TEXTE DE LECTURE ▸
+ + + +

Quelques chiffres illustrent cette réalité: en 2020-2021, les 20% les plus pauvres des personnes seules âgées d’au moins 65 ans disposaient d’un revenu mensuel moyen de 2168 francs (OFS, Enquête sur le budget des ménages (EBM), derniers chiffres disponibles). Ces personnes n’avaient presque l’AVS sur quoi compter (88,6% de leur revenu). Les 20% suivants un peu moins pauvres avaient un revenu mensuel moyen de 3095 francs, dont 72,4% venaient de l’AVS. Pour repère, le revenu mensuel moyen des personnes seules de moins de 65 ans était de 6779 francs. Pour les couples d’au moins 65 ans et sans enfant, le cinquième le plus pauvre avait un revenu moyen de 4031 francs, dont 78,9% provenaient de l’AVS. Le revenu moyen des couples sans enfants de moins de 65 ans s’élevait à la même période à 12’450 francs.

Seule une hausse massive des rentes AVS, impliquant nécessairement un rééquilibrage vis-à-vis du 2e pilier, pourrait être en mesure de mettre fin à cette situation. Mais le Conseil fédéral fait comme si ce problème n’existait tout simplement pas.

…et l’usure au travail

La deuxième question, pour de larges couches de salarié·e·s, est de comment rester en emploi jusqu’à l’âge de la retraite et sans y laisser sa santé. Les témoignages, innombrables, comme les enquêtes statistiques l’attestent: les conditions de travail pénibles et usantes sont la règle pour un grand nombre de salarié·e·s. C’est en particulier le cas dans des secteurs d’activité comme les soins, la logistique, le commerce, la restauration ou encore la construction. Pas la moindre mesure n’est prise par le patronat, ni n’est imposée par le Conseil fédéral, pour améliorer ces conditions de travail. Au contraire, au nom de la «compétitivité», c’est la «liberté d’exploiter» qui triomphe [1]. Quant à la volonté annoncée par le Conseil fédéral de «rendre la retraite anticipée moins attractive», c’est-à-dire de l’associer à une perte de rente plus grande, elle touchera en premier lieu les hommes et les femmes exposées aux conditions de travail les plus pénibles et qui, le plus souvent, touchent les salaires les plus bas. Alors que ce sont justement elles et eux qui devraient pouvoir partir à la retraite plus vite.

+ + + +

SECTION DES DONNÉES ▸
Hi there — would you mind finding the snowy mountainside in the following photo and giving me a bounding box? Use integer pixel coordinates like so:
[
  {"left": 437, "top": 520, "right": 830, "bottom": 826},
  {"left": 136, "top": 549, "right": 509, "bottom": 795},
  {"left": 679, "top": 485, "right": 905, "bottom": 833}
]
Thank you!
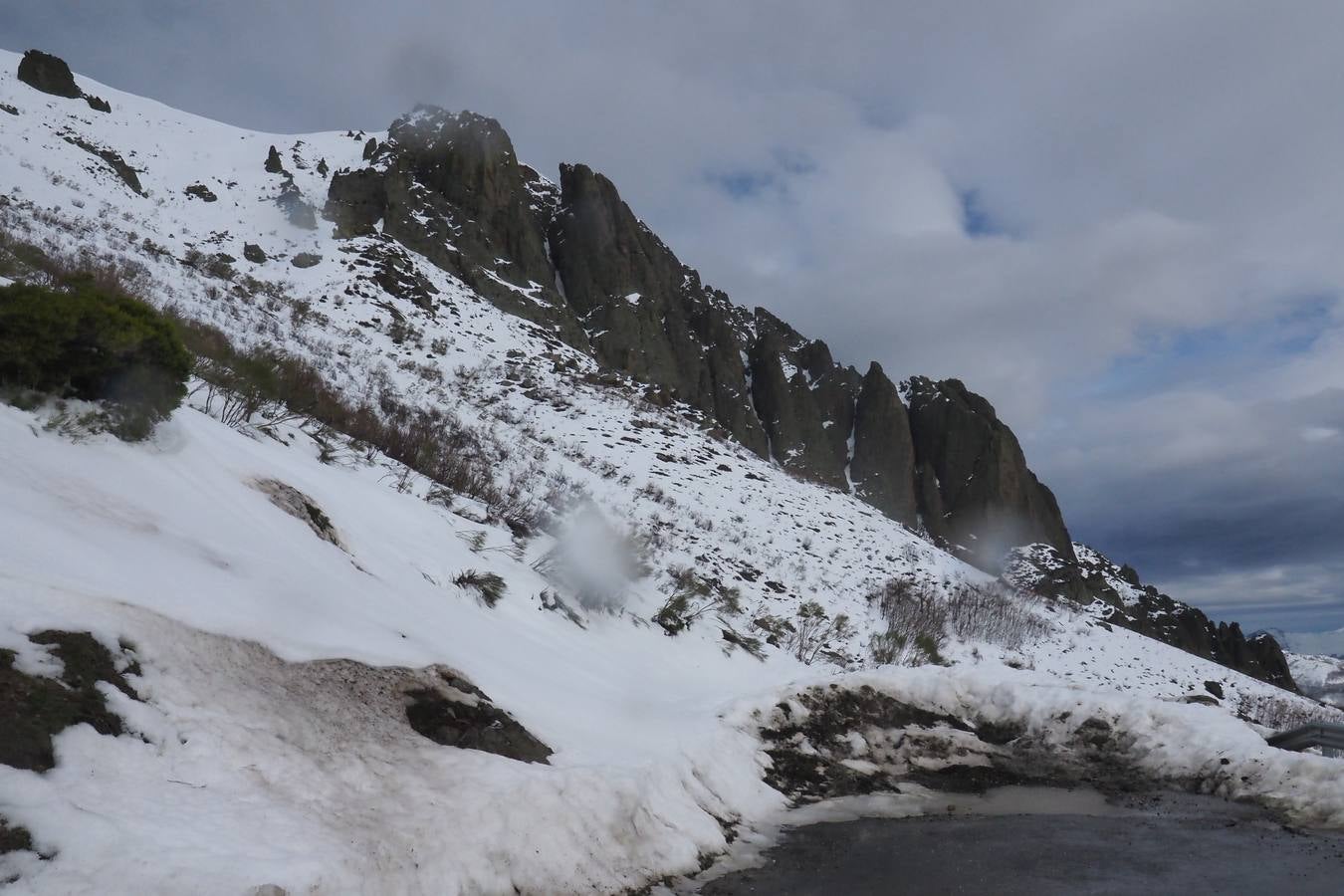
[
  {"left": 1286, "top": 651, "right": 1344, "bottom": 707},
  {"left": 0, "top": 53, "right": 1344, "bottom": 893}
]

+ + + +

CONSIGNE A ▸
Traduisez en anglais la phrase suivante du texte sur les retraites : « Pour repère, le revenu mensuel moyen des personnes seules de moins de 65 ans était de 6779 francs. »
CONSIGNE B ▸
Recopiez fidèlement le passage du texte sur les retraites qui commence par « Seule une hausse » et se poursuit jusqu’à « tout simplement pas. ».

CORRIGÉ A ▸
For reference, the average monthly income of single people under 65 was 6,779 francs.

CORRIGÉ B ▸
Seule une hausse massive des rentes AVS, impliquant nécessairement un rééquilibrage vis-à-vis du 2e pilier, pourrait être en mesure de mettre fin à cette situation. Mais le Conseil fédéral fait comme si ce problème n’existait tout simplement pas.